Using the text about Johnston's time in the state Senate, answer each question briefly:
(a) How many votes did Johnston receive in the first round of balloting at the May 11 vacancy committee meeting?
(b) Which governor signed SB 10–191 into law?
(c) Which three literacy support programs could districts choose among for the READ Act funding?
[EXTRACTED TEXT — start]
At the May 11 vacancy committee meeting, Johnston received 64 out of 126 votes in the first round of balloting to win the appointment, defeating former state representative Rosemary Marshall, Democratic National Committee member Anthony Graves, and activist Renee Blanchard. He was sworn into office on May 29, 2009. He was later elected in 2010 to complete the rest of Groff's term and was then re-elected in 2012, each time winning more than 82% of the vote. Due to the term limit, this was his last term in the state Senate.

==== Service ====
While serving in the Senate, Johnston was assigned to the education and finance committees. He supported SB 10–191, legislation that modified teacher and principal accountability by measuring performance in part by student academic growth. The bill was signed into law by Governor Bill Ritter in May 2010.
Senate bill 191 was poorly received among teachers. Denver Post guest columnist and teacher Brian Kurz espoused the need to repeal the law as it was an unfunded burden on school districts. Efforts to repeal the law were unsuccessful and it remains in effect to this day.

Johnston worked on passing the READ Act, which was signed into law in May 2012. The law provides districts resources to help K-3 students struggling to read by establishing a process for districts to identify K-3 students who read below grade level and work with their parents to provide extra reading support before students reach the fourth grade. The bill also created the Early Literacy Grant Program to provide funding to districts for literacy assessments, professional development, instructional support, and appropriate interventions, and would distribute approximately $16 million to districts for use in one of three literacy support programs: full day kindergarten, tutoring services, or summer school.
[EXTRACTED TEXT — finish]
[RECORD SET — start]
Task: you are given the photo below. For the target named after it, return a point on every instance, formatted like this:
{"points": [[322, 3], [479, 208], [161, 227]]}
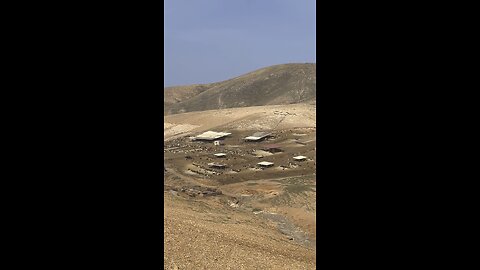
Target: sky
{"points": [[208, 41]]}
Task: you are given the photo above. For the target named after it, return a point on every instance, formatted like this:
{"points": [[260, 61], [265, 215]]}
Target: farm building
{"points": [[217, 165], [272, 148], [265, 164], [211, 136], [258, 136]]}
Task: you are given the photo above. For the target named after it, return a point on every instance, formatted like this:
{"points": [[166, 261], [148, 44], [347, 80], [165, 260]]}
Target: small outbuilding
{"points": [[265, 164], [258, 136], [272, 148], [211, 136], [217, 165]]}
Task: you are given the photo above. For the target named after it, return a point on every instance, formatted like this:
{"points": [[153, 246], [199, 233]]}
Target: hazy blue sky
{"points": [[214, 40]]}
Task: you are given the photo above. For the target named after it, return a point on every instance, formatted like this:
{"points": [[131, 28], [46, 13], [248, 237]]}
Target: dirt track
{"points": [[259, 219]]}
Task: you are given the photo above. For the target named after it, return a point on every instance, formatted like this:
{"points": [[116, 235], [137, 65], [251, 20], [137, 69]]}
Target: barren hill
{"points": [[275, 85]]}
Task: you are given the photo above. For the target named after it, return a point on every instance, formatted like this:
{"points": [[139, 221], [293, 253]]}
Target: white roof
{"points": [[252, 138], [265, 163], [257, 136], [212, 135]]}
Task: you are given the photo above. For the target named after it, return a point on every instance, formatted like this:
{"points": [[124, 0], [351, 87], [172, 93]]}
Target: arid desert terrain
{"points": [[228, 212]]}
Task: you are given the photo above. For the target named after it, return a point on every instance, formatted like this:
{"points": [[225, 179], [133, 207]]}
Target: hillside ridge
{"points": [[273, 85]]}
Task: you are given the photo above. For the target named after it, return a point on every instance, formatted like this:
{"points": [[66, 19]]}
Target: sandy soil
{"points": [[241, 217]]}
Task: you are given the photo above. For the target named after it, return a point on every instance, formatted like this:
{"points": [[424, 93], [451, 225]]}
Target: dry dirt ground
{"points": [[241, 216]]}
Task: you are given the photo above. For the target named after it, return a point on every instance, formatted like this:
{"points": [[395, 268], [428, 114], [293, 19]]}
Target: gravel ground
{"points": [[192, 240]]}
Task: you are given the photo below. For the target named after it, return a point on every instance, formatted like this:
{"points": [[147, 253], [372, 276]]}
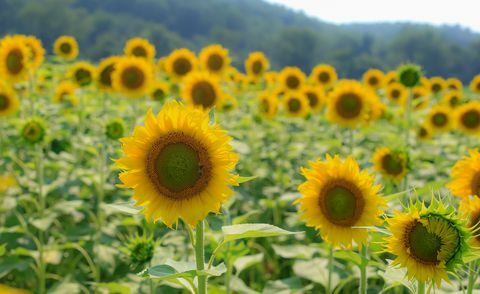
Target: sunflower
{"points": [[139, 47], [324, 75], [37, 52], [466, 176], [468, 117], [14, 59], [291, 78], [392, 164], [454, 84], [429, 242], [437, 85], [66, 47], [337, 197], [268, 104], [374, 78], [214, 59], [133, 76], [475, 84], [179, 165], [397, 93], [105, 71], [439, 119], [315, 95], [82, 73], [349, 103], [256, 64], [452, 99], [296, 104], [65, 94], [180, 63], [159, 91], [9, 103], [202, 89]]}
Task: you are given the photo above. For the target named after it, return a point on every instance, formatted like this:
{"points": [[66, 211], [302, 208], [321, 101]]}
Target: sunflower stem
{"points": [[363, 270], [200, 257]]}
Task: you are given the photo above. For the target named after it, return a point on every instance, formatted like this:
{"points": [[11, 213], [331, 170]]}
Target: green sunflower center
{"points": [[471, 119], [15, 61], [349, 105], [179, 166], [204, 94], [215, 62], [424, 245], [182, 66], [133, 77], [342, 203]]}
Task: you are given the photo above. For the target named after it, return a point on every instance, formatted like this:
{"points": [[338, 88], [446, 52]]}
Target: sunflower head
{"points": [[392, 164], [33, 131], [179, 165], [410, 75], [180, 63], [139, 47], [324, 75], [133, 76], [202, 89], [336, 197], [66, 47], [429, 242]]}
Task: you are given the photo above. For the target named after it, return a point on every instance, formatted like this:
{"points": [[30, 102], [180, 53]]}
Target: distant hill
{"points": [[288, 37]]}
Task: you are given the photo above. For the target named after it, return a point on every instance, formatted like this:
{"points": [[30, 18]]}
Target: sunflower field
{"points": [[184, 174]]}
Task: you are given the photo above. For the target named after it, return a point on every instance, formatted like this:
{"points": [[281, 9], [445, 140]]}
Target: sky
{"points": [[437, 12]]}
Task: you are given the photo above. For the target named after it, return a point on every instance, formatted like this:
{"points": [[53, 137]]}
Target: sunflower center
{"points": [[257, 67], [4, 102], [439, 119], [424, 245], [349, 105], [294, 105], [182, 66], [392, 164], [342, 203], [65, 48], [292, 82], [179, 166], [133, 77], [139, 51], [15, 61], [324, 77], [471, 119], [215, 62], [203, 93]]}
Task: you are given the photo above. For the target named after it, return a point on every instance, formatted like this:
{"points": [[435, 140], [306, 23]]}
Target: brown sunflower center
{"points": [[65, 48], [342, 203], [204, 94], [215, 62], [133, 77], [139, 51], [292, 82], [471, 119], [424, 245], [393, 165], [15, 61], [439, 119], [349, 105], [179, 166], [182, 66]]}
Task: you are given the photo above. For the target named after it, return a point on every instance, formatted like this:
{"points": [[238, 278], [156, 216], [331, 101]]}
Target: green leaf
{"points": [[244, 231]]}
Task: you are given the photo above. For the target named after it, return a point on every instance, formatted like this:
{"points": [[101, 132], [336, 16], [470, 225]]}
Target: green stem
{"points": [[472, 277], [363, 270], [330, 269], [200, 257]]}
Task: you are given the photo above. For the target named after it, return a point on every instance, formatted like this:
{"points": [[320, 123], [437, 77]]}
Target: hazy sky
{"points": [[463, 12]]}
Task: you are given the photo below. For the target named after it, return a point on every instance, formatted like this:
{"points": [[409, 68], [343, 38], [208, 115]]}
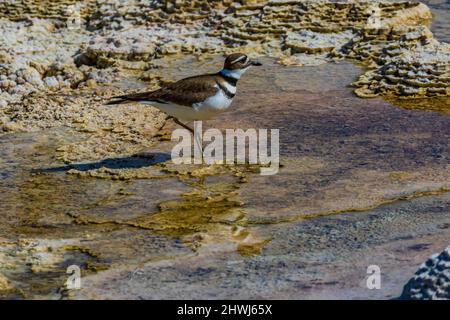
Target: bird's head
{"points": [[236, 64]]}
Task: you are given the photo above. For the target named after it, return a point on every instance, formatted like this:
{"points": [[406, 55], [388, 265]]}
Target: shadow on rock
{"points": [[131, 162]]}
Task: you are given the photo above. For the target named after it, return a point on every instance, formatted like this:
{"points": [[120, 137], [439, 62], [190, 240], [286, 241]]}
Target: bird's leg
{"points": [[181, 124]]}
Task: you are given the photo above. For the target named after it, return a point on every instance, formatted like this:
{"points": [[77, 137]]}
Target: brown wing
{"points": [[185, 92]]}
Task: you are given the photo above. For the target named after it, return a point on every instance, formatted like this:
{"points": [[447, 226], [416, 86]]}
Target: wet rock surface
{"points": [[362, 182]]}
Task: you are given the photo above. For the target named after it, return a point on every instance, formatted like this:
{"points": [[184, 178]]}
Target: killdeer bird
{"points": [[195, 98]]}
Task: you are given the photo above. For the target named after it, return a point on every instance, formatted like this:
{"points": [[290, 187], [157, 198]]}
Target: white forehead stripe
{"points": [[238, 59]]}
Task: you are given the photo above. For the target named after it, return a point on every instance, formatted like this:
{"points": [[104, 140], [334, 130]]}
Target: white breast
{"points": [[217, 102]]}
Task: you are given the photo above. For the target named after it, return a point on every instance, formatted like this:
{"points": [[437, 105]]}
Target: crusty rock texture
{"points": [[432, 280], [59, 60]]}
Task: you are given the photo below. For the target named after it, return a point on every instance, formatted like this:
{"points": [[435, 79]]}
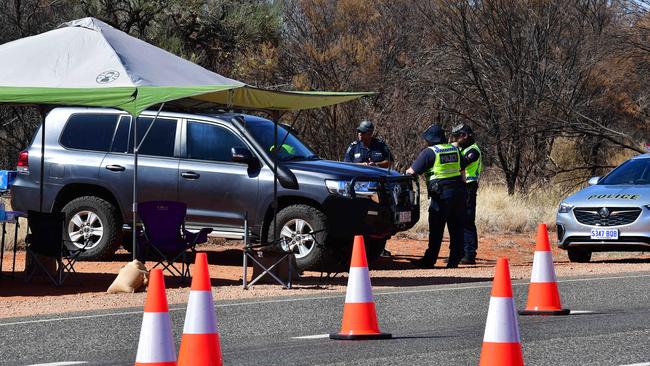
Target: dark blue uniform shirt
{"points": [[376, 152]]}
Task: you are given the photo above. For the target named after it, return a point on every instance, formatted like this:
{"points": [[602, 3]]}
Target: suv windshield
{"points": [[636, 171], [291, 148]]}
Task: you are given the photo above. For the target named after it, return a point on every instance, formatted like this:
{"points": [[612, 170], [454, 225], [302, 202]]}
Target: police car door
{"points": [[217, 190]]}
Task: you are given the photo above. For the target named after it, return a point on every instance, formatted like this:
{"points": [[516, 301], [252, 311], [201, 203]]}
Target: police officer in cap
{"points": [[463, 136], [368, 150], [440, 162]]}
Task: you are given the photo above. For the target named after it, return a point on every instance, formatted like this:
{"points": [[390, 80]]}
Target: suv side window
{"points": [[210, 142], [89, 131], [159, 141]]}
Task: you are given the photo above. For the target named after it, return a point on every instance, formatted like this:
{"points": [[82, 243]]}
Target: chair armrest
{"points": [[199, 237]]}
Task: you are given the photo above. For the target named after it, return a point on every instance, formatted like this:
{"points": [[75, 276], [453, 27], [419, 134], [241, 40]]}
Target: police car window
{"points": [[636, 171], [210, 142], [89, 131]]}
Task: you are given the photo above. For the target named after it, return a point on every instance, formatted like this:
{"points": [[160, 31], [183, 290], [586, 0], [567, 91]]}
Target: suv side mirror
{"points": [[593, 180], [241, 155]]}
[RECORD SET — finish]
SOLUTION FOR THIS EXERCISE:
(a) 64 out of 126 votes.
(b) Governor Bill Ritter.
(c) Full day kindergarten, tutoring services, or summer school.